Which lines run from the one containing "Locate every instance of the window" to the end of the entries? Quote them exactly, and nothing else.

[Pointing dataset excerpts]
########################################

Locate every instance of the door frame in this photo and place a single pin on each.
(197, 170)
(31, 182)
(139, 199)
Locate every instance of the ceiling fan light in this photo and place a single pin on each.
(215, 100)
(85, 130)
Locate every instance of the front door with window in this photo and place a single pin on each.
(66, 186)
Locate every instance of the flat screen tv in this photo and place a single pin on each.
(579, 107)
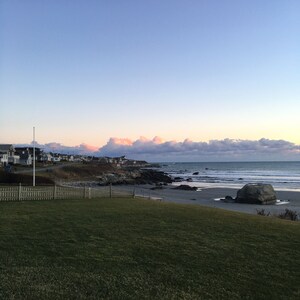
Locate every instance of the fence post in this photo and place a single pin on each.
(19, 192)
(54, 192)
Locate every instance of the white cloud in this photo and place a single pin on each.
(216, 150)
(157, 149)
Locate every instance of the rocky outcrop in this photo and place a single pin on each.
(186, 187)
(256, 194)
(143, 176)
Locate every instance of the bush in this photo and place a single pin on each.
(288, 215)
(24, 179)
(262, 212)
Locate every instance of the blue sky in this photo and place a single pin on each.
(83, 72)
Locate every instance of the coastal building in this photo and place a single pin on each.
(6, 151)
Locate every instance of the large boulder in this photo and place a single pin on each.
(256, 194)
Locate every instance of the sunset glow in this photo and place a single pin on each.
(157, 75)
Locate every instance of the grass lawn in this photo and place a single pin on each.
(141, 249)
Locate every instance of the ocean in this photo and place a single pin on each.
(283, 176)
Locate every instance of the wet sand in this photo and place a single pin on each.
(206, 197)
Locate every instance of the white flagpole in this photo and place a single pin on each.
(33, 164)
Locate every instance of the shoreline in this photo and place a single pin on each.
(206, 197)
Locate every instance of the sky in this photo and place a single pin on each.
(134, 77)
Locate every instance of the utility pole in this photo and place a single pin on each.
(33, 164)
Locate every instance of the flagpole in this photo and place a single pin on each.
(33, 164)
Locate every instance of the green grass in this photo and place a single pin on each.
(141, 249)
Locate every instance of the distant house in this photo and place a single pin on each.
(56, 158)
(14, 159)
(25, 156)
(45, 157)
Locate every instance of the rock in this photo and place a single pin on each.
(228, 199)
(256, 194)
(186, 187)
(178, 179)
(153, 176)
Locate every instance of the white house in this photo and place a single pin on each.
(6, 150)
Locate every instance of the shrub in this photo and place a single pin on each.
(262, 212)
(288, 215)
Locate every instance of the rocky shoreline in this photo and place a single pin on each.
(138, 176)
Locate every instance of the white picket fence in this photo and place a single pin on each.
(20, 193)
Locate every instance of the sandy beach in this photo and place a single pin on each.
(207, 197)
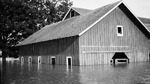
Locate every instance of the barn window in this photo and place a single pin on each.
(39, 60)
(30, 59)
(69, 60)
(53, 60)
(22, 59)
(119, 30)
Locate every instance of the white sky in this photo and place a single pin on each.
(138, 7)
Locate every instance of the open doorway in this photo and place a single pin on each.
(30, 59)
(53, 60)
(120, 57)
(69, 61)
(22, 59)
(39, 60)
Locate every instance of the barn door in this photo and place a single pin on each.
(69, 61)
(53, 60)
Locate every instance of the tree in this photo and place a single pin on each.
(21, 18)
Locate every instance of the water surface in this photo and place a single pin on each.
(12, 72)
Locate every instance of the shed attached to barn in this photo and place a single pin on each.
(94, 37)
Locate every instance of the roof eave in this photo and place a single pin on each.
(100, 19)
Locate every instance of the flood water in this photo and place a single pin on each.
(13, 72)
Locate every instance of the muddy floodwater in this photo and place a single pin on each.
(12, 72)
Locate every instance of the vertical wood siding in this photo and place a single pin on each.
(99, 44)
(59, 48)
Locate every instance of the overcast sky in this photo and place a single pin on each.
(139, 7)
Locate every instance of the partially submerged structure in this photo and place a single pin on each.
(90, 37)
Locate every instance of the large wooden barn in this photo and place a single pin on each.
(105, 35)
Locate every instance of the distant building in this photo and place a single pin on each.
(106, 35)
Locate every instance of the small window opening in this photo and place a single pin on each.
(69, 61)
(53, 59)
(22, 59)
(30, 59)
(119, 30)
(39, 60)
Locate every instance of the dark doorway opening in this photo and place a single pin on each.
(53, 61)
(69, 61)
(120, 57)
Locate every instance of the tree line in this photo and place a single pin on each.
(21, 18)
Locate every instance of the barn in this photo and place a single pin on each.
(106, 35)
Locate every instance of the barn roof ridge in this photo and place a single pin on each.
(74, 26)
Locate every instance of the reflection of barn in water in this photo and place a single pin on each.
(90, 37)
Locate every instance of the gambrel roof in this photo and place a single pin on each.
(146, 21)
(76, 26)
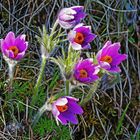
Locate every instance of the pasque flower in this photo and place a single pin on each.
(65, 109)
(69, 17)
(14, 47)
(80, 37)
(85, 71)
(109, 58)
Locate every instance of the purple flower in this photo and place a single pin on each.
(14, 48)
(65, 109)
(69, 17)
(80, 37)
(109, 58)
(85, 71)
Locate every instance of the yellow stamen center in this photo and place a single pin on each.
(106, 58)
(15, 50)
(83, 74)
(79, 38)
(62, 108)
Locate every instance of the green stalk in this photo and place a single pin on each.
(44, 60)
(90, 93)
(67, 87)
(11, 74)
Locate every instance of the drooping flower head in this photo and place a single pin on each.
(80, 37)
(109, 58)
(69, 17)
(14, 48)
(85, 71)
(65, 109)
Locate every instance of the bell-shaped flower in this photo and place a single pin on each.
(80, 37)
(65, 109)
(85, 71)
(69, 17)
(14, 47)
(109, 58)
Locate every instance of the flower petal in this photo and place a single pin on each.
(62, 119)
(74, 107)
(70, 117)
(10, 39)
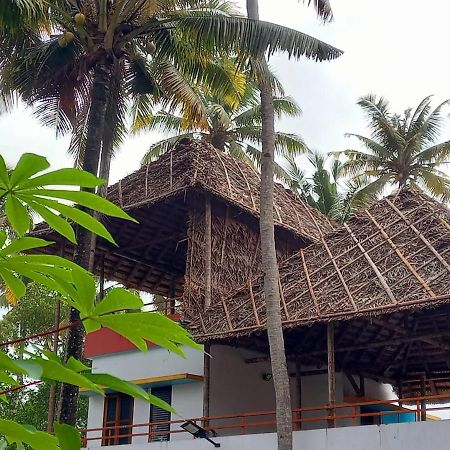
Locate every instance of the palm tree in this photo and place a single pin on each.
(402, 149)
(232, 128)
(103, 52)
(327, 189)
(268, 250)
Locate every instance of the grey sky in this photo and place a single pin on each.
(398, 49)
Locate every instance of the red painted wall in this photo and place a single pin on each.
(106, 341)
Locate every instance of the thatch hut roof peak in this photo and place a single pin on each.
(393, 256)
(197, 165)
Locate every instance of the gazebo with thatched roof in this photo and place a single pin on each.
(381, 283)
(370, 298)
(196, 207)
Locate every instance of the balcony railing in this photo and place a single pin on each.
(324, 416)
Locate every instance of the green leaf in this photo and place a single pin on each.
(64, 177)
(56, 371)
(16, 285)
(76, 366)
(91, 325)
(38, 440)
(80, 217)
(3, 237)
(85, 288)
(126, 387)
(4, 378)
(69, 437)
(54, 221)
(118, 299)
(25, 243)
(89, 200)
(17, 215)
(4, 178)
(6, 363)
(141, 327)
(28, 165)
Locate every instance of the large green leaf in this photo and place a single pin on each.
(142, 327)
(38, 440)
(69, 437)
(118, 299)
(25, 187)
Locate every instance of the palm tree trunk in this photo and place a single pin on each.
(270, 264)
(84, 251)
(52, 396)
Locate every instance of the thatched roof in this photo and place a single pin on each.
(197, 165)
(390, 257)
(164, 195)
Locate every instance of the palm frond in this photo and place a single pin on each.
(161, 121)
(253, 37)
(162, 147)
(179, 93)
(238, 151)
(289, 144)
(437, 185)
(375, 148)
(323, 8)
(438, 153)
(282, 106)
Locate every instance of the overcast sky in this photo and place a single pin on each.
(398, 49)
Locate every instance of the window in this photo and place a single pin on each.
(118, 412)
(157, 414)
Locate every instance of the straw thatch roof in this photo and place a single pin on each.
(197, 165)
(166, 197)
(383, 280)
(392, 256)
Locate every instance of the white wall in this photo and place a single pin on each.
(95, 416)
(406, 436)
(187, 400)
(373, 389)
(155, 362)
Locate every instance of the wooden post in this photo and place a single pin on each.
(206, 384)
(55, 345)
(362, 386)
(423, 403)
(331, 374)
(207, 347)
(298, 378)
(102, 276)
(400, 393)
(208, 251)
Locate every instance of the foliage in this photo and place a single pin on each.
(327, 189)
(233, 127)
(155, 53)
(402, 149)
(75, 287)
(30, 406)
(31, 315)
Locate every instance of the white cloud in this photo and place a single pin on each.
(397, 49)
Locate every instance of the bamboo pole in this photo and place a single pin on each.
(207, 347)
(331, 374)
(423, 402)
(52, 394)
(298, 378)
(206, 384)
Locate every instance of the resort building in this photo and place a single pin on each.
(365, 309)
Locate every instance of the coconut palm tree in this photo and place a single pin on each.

########################################

### [Result]
Locate every instance of the window in this photo and place a single pin on each.
(118, 412)
(157, 414)
Locate every instance of the straw thatch roof in this photo and place a single pin on each.
(197, 165)
(166, 197)
(383, 280)
(392, 256)
Locate every instance of the white wall in this photo and place a single pin on each.
(95, 416)
(406, 436)
(187, 400)
(373, 389)
(155, 362)
Locate every instance of the wooden post in this photo and place a single pin on each.
(206, 384)
(55, 345)
(362, 386)
(423, 403)
(331, 374)
(207, 347)
(298, 378)
(102, 276)
(400, 393)
(208, 251)
Locate every instance of the foliage in this photo and place a single pin on each.
(327, 189)
(233, 127)
(155, 53)
(402, 149)
(75, 287)
(30, 406)
(31, 315)
Locate every instance of the white cloud in this photo and place a single pin on each.
(397, 49)
Locate every instance of the bamboo pole in this photo and place a single pin on each.
(207, 347)
(331, 374)
(423, 402)
(52, 394)
(298, 378)
(206, 384)
Locate every instance of the resort building in this photo and place a single pin on each.
(365, 309)
Locate every instance of the coconut palm tree in this photo and place a single pin on each.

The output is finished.